Work instructions: Reproduce the full listing that appears beneath this instruction exactly.

*****

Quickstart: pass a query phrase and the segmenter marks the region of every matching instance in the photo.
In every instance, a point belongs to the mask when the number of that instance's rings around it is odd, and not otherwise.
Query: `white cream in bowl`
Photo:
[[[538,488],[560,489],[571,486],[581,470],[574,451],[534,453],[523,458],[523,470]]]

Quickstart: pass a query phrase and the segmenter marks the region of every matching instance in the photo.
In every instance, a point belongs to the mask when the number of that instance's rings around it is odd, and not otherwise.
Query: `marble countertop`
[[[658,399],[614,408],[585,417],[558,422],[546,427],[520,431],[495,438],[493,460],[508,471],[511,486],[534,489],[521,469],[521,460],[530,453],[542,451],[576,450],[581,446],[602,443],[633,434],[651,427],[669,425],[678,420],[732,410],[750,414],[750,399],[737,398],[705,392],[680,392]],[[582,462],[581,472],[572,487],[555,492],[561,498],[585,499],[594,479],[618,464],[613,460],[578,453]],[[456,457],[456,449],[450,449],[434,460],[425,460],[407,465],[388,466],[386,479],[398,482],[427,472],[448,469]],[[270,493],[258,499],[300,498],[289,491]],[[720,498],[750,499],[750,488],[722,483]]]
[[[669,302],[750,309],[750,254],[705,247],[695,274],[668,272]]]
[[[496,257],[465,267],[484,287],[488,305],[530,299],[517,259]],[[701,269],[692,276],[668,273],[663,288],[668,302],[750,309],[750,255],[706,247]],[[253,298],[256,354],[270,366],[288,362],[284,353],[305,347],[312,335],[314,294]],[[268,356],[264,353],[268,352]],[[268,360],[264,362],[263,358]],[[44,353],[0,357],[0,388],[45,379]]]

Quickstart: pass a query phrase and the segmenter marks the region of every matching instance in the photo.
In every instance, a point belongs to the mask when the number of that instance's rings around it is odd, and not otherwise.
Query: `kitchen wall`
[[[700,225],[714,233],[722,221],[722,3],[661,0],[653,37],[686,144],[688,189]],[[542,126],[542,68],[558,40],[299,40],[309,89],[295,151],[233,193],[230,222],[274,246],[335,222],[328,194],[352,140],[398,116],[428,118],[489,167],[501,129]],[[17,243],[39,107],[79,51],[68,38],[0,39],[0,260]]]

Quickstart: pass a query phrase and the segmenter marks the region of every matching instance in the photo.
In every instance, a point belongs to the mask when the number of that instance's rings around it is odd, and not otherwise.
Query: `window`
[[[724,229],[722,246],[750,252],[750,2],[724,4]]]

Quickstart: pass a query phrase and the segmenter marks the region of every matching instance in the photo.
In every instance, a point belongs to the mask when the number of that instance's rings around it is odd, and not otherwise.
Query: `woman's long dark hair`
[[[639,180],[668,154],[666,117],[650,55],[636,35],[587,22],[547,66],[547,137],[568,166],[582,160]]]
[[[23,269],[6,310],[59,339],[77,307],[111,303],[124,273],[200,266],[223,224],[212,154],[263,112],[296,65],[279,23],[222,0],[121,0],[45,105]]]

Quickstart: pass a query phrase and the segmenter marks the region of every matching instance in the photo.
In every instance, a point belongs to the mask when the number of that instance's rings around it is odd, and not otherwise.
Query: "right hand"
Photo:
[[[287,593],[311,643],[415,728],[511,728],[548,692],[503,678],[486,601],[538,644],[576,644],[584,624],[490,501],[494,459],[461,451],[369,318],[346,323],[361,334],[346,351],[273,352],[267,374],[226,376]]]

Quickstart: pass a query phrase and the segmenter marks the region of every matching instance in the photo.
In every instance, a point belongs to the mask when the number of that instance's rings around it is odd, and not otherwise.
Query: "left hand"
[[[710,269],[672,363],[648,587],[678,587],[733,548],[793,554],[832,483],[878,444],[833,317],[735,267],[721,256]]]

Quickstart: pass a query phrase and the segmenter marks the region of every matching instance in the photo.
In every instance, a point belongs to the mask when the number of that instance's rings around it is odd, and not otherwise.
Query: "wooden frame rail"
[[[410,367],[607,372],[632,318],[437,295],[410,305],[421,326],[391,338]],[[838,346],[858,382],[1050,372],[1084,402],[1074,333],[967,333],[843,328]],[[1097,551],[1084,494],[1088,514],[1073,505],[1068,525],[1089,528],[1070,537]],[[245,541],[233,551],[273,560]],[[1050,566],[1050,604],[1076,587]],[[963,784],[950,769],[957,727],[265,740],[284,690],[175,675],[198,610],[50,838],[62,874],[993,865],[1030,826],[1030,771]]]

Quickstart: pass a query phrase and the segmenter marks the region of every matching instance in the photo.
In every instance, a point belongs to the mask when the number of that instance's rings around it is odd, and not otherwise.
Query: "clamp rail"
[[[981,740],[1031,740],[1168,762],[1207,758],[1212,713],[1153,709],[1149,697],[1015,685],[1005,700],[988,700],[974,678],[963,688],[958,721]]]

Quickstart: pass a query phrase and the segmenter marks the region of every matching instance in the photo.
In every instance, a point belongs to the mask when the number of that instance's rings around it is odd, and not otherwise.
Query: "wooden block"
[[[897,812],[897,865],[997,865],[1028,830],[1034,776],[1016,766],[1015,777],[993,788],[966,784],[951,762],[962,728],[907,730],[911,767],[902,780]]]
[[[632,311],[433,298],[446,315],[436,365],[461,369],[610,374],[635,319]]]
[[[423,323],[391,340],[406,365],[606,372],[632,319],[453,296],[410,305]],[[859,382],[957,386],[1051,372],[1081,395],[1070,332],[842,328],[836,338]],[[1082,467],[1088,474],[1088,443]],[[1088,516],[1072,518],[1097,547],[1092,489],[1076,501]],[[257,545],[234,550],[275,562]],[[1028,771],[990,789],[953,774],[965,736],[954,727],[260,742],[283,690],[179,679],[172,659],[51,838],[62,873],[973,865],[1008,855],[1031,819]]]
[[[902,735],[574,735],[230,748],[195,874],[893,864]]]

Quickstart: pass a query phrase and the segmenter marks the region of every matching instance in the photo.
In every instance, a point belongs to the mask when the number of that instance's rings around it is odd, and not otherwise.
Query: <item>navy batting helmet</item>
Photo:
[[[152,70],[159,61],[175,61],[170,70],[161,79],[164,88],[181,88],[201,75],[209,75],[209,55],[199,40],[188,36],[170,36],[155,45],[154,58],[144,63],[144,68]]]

*****

Exercise response:
Quickstart: pass a query phrase and the segmenter marks the region of every matching instance in the photo.
In every instance, a point belongs to the mask when the number of that instance's rings around it is odd, and not otherwise.
Query: `white cream in bowl`
Photo:
[[[538,488],[560,489],[571,486],[581,470],[574,451],[534,453],[523,458],[523,470]]]

Quickstart: pass a query phrase and the segmenter marks the region of every matching instance in the photo.
In every instance, a point belongs to the mask when the number of that instance's rings around it is odd, and not otherwise.
Query: `marble countertop`
[[[658,399],[614,408],[585,417],[558,422],[546,427],[520,431],[495,438],[493,460],[508,471],[511,486],[534,489],[521,469],[521,460],[530,453],[542,451],[576,450],[581,446],[602,443],[633,434],[651,427],[669,425],[678,420],[732,410],[750,414],[750,399],[737,398],[705,392],[680,392]],[[582,462],[581,472],[572,487],[555,492],[561,498],[585,499],[594,479],[618,464],[613,460],[578,453]],[[456,457],[456,449],[450,449],[434,460],[425,460],[407,465],[388,466],[386,479],[398,482],[427,472],[448,469]],[[270,493],[258,499],[300,498],[289,491]],[[720,498],[750,499],[750,488],[722,483]]]
[[[669,302],[750,309],[750,254],[705,247],[695,274],[668,272]]]
[[[496,257],[465,267],[484,287],[488,305],[530,299],[517,259]],[[701,269],[692,276],[668,273],[663,288],[668,302],[750,309],[750,255],[706,247]],[[253,298],[256,354],[270,366],[288,362],[284,353],[305,347],[312,335],[314,294]],[[268,356],[264,353],[268,352]],[[268,360],[264,362],[263,358]],[[44,353],[0,357],[0,388],[45,379]]]

Quickstart: pass a query phrase and the segmenter marks the region of every matching instance in the photo.
In every instance, a point belongs to the mask when the number of that instance's rings around it is odd, and not otherwise.
Query: `kitchen wall`
[[[700,225],[714,233],[722,221],[722,3],[661,0],[653,37],[686,144],[688,189]],[[542,126],[542,68],[558,40],[299,40],[309,89],[295,151],[233,193],[230,222],[274,246],[335,222],[328,194],[352,140],[398,116],[428,118],[489,167],[501,129]],[[17,243],[39,107],[79,51],[68,38],[0,39],[0,260]]]

Quickstart: pass a query phrase and the segmenter marks the region of every matching instance in the photo.
In every instance, a point belongs to the mask when the number of that instance's rings around it is odd, and not otherwise.
Query: `window`
[[[724,229],[722,246],[750,252],[750,2],[724,4]]]

Quickstart: pass a query phrase and the segmenter marks the region of every matching instance in the photo.
In every instance, a point belongs to the mask when the number of that instance's rings around it is odd, and not otherwise.
Query: `woman's long dark hair`
[[[639,180],[668,154],[666,117],[650,55],[636,35],[587,22],[547,66],[547,137],[568,166],[582,160]]]
[[[23,269],[6,310],[59,339],[77,307],[111,303],[124,273],[200,266],[223,224],[212,154],[263,112],[296,65],[279,23],[222,0],[121,0],[45,105]]]

Quickstart: pass a query phrase and the segmenter marks the region of every matching instance in the photo.
In every instance, a point belongs to the mask when the number of that instance's rings around it is odd, and not otherwise.
Query: "right hand"
Photo:
[[[287,593],[311,643],[415,728],[511,728],[548,692],[503,678],[486,601],[538,644],[576,644],[584,624],[490,501],[494,459],[461,451],[369,318],[346,323],[361,334],[346,351],[273,352],[267,374],[226,376]]]

Quickstart: pass a query phrase and the segmenter marks the region of every matching instance in the photo.
In every instance, a point belongs to the mask when the number of that instance's rings around it is odd, and not otherwise.
Query: "left hand"
[[[710,269],[672,363],[648,587],[678,587],[733,548],[793,554],[832,483],[878,444],[833,317],[735,267],[721,256]]]

Quickstart: pass a query phrase and the segmenter marks the region of every matching instance in the photo.
In every instance, a point belongs to the mask when the number of that instance's rings around it is odd, and not otherwise.
Query: "wooden frame rail"
[[[410,367],[607,372],[632,318],[437,295],[410,305],[421,326],[391,338]],[[838,346],[858,382],[1050,372],[1084,402],[1074,333],[967,333],[843,328]],[[1097,551],[1084,494],[1088,514],[1073,505],[1068,525],[1089,528],[1070,537]],[[245,541],[233,551],[273,560]],[[1050,566],[1050,604],[1076,587]],[[963,784],[950,769],[957,727],[265,740],[284,690],[175,675],[198,610],[50,838],[62,874],[993,865],[1030,826],[1030,771]]]

Quickstart: pass a query phrase and the segmenter marks the region of every matching instance in the photo.
In every instance, a point belongs to the mask when the number of that instance's rings around it is odd, and not otherwise.
Query: "clamp rail"
[[[981,740],[1031,740],[1168,762],[1207,758],[1212,713],[1153,709],[1149,697],[1015,685],[1005,700],[988,700],[974,678],[963,688],[958,721]]]

Quickstart: pass a query phrase and the segmenter marks the region of every matching instance in the photo.
In every instance, a point belongs to the mask when the number of that instance's rings around it is odd, and not otherwise.
Query: "wooden block"
[[[897,812],[897,865],[997,865],[1028,830],[1034,776],[1016,766],[1015,777],[993,788],[966,784],[951,762],[962,728],[907,730],[911,767],[902,780]]]
[[[632,311],[433,298],[446,315],[436,365],[461,369],[610,374],[635,319]]]
[[[423,323],[391,340],[406,365],[606,372],[632,319],[453,296],[410,305]],[[859,382],[957,386],[1051,372],[1081,395],[1070,332],[842,328],[836,338]],[[1082,467],[1088,474],[1088,443]],[[1088,516],[1072,518],[1097,547],[1092,489],[1076,501]],[[257,545],[234,550],[275,562]],[[1028,771],[990,789],[953,774],[965,736],[954,727],[260,742],[283,690],[179,679],[172,659],[51,838],[62,873],[973,865],[1008,855],[1031,819]]]
[[[902,735],[574,735],[230,748],[195,874],[893,864]]]

Quickstart: pass a query phrase and the segmenter marks the region of every matching instance in the photo.
In every instance, a point belongs to the mask when the number of that instance's rings around it is odd, and not otherwise.
Query: <item>navy batting helmet</item>
Photo:
[[[152,70],[159,61],[175,61],[170,70],[161,79],[164,88],[181,88],[201,75],[209,75],[209,55],[199,40],[188,36],[170,36],[155,45],[154,58],[144,63],[144,68]]]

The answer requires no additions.